#### [EXERCISE DESCRIPTION]
Copy each of the items below verbatim, line for line, without changing any word or number.

#### [EXERCISE MATERIALS]
________
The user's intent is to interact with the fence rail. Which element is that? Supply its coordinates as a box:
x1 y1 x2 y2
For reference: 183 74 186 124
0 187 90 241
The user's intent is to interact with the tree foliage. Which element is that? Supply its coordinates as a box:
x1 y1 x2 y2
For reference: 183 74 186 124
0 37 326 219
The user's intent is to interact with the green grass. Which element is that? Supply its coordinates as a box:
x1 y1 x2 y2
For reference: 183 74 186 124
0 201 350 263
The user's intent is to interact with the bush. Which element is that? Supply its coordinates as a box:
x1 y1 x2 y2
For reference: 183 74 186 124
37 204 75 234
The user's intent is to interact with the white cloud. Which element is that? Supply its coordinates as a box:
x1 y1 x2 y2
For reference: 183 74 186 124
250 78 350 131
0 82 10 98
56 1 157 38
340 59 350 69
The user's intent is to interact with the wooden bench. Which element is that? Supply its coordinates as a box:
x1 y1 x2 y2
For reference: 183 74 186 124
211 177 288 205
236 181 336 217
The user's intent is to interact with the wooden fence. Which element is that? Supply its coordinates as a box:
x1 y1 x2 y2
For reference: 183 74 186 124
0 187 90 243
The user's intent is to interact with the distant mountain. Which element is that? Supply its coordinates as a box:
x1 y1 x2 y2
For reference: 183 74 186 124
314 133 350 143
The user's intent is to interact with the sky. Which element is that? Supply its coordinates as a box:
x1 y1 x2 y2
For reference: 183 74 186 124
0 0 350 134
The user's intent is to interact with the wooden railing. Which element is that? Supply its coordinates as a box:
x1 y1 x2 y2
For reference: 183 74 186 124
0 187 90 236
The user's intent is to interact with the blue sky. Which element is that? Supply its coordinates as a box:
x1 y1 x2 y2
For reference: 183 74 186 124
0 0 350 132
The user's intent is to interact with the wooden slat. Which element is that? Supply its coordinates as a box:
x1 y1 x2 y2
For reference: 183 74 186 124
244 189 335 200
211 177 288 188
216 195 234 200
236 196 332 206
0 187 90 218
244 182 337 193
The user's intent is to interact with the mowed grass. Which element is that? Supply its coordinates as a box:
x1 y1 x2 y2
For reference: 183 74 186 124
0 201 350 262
________
#### [WRITTEN RESPONSE]
The user's intent is to interact with the fence rail. Which element is that? Supply its coordinates as a box:
x1 y1 x2 y2
For reference: 183 74 186 124
0 187 90 241
The user's intent is to interact with the tree foliage. Which element is that? Supply its coordinates as a box:
x1 y1 x2 y2
For reference: 183 74 186 124
0 37 326 219
The user's intent is to interact with the green grass. Which element is that? Supply its coordinates as a box:
x1 y1 x2 y2
For reference: 183 74 186 124
0 201 350 263
The user's intent is to interact with the bush. Which element is that? Supply its coordinates as a box:
x1 y1 x2 y2
For reference: 183 74 186 124
37 204 75 234
The user's intent is to interact with the white cloud. Which element is that? Supply its coordinates as a box:
x1 y1 x2 y2
For reference: 183 74 186 124
250 78 350 131
0 82 10 98
56 1 157 38
340 59 350 69
The user's intent is to interact with the wooden bench. Which element is that? Supply its coordinates as a box:
x1 y1 x2 y2
For reference: 183 74 186 124
211 177 288 205
236 181 336 217
The user's intent is to interact with the wooden fence. Which element is that? Supply its coordinates as a box:
x1 y1 x2 y2
For reference: 183 74 186 124
0 187 90 243
The user's intent is to interact with the distant mountain. Which element is that? Supply its coordinates as a box:
x1 y1 x2 y2
For reference: 183 74 186 124
314 133 350 143
The user's intent is to interact with the sky. Which element is that? Supply its coordinates as a box:
x1 y1 x2 y2
For reference: 183 74 186 124
0 0 350 134
The user's intent is to interact with the wooden railing. Which element is that? Supply its coordinates as a box:
x1 y1 x2 y2
For reference: 183 74 186 124
0 187 90 236
The user's intent is to interact with the blue sky. Which element is that? Supply its coordinates as a box:
x1 y1 x2 y2
For reference: 183 74 186 124
0 0 350 132
The user's intent is to interact with the wooden slat. Which element is that? Supply its coordinates as a box:
x1 y1 x2 y2
For reference: 183 74 186 124
244 189 335 200
211 177 288 188
216 195 234 200
236 196 332 206
0 187 90 218
244 182 337 193
The user's intent is to interact with the mowed grass. Which element is that? Supply its coordinates as a box:
x1 y1 x2 y2
For reference: 183 74 186 124
0 201 350 262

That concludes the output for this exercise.